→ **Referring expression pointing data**
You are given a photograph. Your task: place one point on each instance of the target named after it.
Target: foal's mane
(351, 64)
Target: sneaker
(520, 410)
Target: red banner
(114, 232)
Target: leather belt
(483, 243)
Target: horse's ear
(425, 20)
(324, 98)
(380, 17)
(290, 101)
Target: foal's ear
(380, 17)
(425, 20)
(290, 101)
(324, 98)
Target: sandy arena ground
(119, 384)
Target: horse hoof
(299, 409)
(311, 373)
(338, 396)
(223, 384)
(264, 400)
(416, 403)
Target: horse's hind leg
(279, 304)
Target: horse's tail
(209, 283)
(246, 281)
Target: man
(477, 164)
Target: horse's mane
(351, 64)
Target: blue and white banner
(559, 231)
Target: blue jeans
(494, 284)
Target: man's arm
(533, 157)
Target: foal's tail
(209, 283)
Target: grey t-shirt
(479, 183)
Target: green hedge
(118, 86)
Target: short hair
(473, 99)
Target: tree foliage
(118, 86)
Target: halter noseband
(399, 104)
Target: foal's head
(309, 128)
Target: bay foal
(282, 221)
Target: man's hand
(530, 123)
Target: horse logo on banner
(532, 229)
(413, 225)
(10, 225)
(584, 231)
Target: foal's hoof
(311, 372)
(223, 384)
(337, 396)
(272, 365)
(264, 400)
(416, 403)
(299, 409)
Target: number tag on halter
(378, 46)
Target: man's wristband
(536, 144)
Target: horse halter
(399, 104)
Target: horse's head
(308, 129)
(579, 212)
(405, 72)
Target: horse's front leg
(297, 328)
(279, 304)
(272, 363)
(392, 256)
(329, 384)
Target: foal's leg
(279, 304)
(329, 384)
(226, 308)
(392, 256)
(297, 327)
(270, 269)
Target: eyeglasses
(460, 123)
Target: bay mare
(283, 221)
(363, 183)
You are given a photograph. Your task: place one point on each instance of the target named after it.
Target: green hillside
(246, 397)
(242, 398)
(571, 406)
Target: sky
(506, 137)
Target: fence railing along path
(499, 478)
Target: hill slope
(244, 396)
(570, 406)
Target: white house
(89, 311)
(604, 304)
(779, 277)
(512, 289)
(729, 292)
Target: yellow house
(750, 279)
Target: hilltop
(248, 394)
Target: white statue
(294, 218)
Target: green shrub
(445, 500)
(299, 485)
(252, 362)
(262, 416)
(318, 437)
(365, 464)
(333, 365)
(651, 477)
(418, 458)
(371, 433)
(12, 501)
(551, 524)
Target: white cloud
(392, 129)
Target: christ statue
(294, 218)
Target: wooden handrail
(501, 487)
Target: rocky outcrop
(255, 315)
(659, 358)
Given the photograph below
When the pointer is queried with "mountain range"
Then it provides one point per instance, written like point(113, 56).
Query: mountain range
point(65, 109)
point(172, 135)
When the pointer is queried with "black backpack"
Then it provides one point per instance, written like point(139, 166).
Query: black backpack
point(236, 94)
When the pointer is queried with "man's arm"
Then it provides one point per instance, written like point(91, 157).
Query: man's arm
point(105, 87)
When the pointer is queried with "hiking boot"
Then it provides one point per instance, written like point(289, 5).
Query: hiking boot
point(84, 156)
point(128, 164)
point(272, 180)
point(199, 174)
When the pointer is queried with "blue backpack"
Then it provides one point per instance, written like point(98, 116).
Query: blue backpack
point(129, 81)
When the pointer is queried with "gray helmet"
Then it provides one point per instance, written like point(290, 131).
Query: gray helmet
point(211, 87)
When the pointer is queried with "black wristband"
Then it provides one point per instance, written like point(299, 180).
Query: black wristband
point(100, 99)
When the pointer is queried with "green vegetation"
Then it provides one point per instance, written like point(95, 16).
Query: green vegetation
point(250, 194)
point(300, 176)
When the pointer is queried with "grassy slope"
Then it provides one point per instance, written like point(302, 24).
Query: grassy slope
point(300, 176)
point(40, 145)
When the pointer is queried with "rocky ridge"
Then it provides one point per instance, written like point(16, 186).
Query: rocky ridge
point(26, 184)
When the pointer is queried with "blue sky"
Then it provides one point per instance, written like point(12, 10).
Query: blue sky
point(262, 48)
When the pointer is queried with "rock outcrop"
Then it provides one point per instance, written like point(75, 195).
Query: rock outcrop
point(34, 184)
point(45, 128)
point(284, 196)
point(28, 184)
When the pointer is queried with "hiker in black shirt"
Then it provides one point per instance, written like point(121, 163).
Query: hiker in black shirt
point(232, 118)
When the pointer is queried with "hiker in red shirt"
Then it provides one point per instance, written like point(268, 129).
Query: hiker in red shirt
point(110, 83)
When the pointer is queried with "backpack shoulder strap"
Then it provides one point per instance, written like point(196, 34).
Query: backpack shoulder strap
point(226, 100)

→ **EXERCISE**
For every entry above, give it back exactly as written.

→ **THE COMPLETED TASK**
You are given a photograph. Your task: place one point on each instance of the target named after it.
Target: foal's mane
(351, 64)
Target: sneaker
(520, 410)
Target: red banner
(114, 232)
Target: leather belt
(483, 243)
Target: horse's ear
(425, 20)
(324, 98)
(380, 17)
(290, 101)
Target: foal's ear
(380, 17)
(425, 20)
(290, 101)
(324, 98)
Target: sandy arena ground
(119, 384)
Target: horse hoof
(299, 409)
(311, 373)
(338, 396)
(223, 384)
(264, 400)
(416, 403)
Target: horse's hind leg
(279, 304)
Target: horse's tail
(209, 283)
(246, 281)
Target: man
(477, 164)
Target: horse's mane
(351, 64)
Target: blue and white banner
(559, 231)
Target: blue jeans
(494, 284)
Target: man's arm
(533, 157)
Target: foal's tail
(209, 283)
Target: grey t-shirt
(479, 183)
Target: green hedge
(118, 86)
Target: short hair
(473, 99)
Target: tree foliage
(118, 86)
Target: halter noseband
(399, 104)
Target: foal's head
(309, 128)
Target: bay foal
(282, 221)
Target: man's hand
(530, 123)
Target: horse logo on banner
(532, 229)
(413, 225)
(10, 225)
(584, 231)
Target: foal's hoof
(311, 372)
(223, 384)
(337, 396)
(272, 365)
(264, 400)
(416, 403)
(299, 409)
Target: number tag on halter
(378, 46)
Target: man's wristband
(536, 144)
Target: horse halter
(399, 104)
Target: horse's head
(308, 129)
(579, 212)
(405, 72)
Target: horse's front leg
(297, 328)
(279, 304)
(272, 363)
(392, 256)
(329, 384)
Target: foal's leg
(279, 304)
(329, 384)
(226, 308)
(392, 256)
(297, 327)
(270, 269)
Target: eyeglasses
(460, 123)
Target: bay mare
(283, 221)
(363, 183)
You are given a photograph. Your task: place one point on each instance of the target named after it.
Target: green hillside
(246, 397)
(242, 398)
(571, 406)
Target: sky
(506, 137)
Target: fence railing along path
(499, 478)
Target: hill slope
(244, 396)
(570, 406)
Target: white house
(89, 311)
(604, 304)
(779, 277)
(512, 289)
(729, 292)
Target: yellow house
(750, 279)
Target: hilltop
(248, 394)
Target: white statue
(294, 218)
Target: green shrub
(445, 500)
(299, 485)
(252, 362)
(262, 416)
(318, 437)
(365, 464)
(333, 365)
(651, 477)
(418, 458)
(371, 433)
(12, 501)
(551, 524)
Target: white cloud
(392, 129)
Target: christ statue
(294, 218)
Target: wooden handrail
(501, 487)
Target: rocky outcrop
(255, 315)
(659, 358)
Given the photograph below
When the pointer is queried with "mountain range"
Then it provides one point per instance, written like point(113, 56).
Query: mountain range
point(65, 109)
point(172, 135)
When the pointer is queried with "black backpack"
Then it provides one point per instance, written like point(139, 166).
Query: black backpack
point(236, 94)
When the pointer is queried with "man's arm"
Then it provides one point per instance, written like point(91, 157).
Query: man's arm
point(105, 87)
When the pointer is queried with "hiking boot"
Then it provides one point per instance, written like point(289, 5).
Query: hiking boot
point(84, 156)
point(128, 164)
point(272, 180)
point(199, 174)
When the pointer is queried with "blue backpack"
Then it provides one point per instance, written like point(98, 116).
Query: blue backpack
point(129, 81)
When the pointer is queried with "gray helmet"
Then it provides one point per instance, written like point(290, 131).
Query: gray helmet
point(211, 87)
When the pointer is queried with "black wristband"
Then it provides one point per instance, written like point(299, 180).
Query: black wristband
point(100, 99)
When the pointer is queried with "green vegetation"
Then it provides one point per instance, written like point(95, 16).
Query: green vegetation
point(250, 194)
point(300, 176)
When the pointer is queried with "grassy slope"
Then it provides one point per instance, written like point(302, 24).
Query: grassy slope
point(300, 176)
point(40, 145)
When the pointer is queried with "rocky ridge"
Then it provides one point per instance, written like point(16, 186).
Query: rocky ridge
point(26, 184)
When the pointer is queried with "blue sky"
Then it provides one point per instance, written like point(12, 10).
Query: blue sky
point(262, 48)
When the pointer is queried with "rock outcrop"
Then it provides one point per instance, written like point(75, 195).
Query: rock outcrop
point(34, 184)
point(45, 128)
point(284, 196)
point(28, 184)
When the pointer is queried with "hiker in black shirt"
Then it provides one point per instance, written like point(121, 163).
Query: hiker in black shirt
point(232, 118)
When the pointer is queried with "hiker in red shirt"
Then it provides one point per instance, written like point(268, 129).
Query: hiker in red shirt
point(110, 83)
When the pointer is queried with "backpack shoulder strap"
Then it provides one point per instance, written like point(196, 34).
Query: backpack shoulder strap
point(226, 100)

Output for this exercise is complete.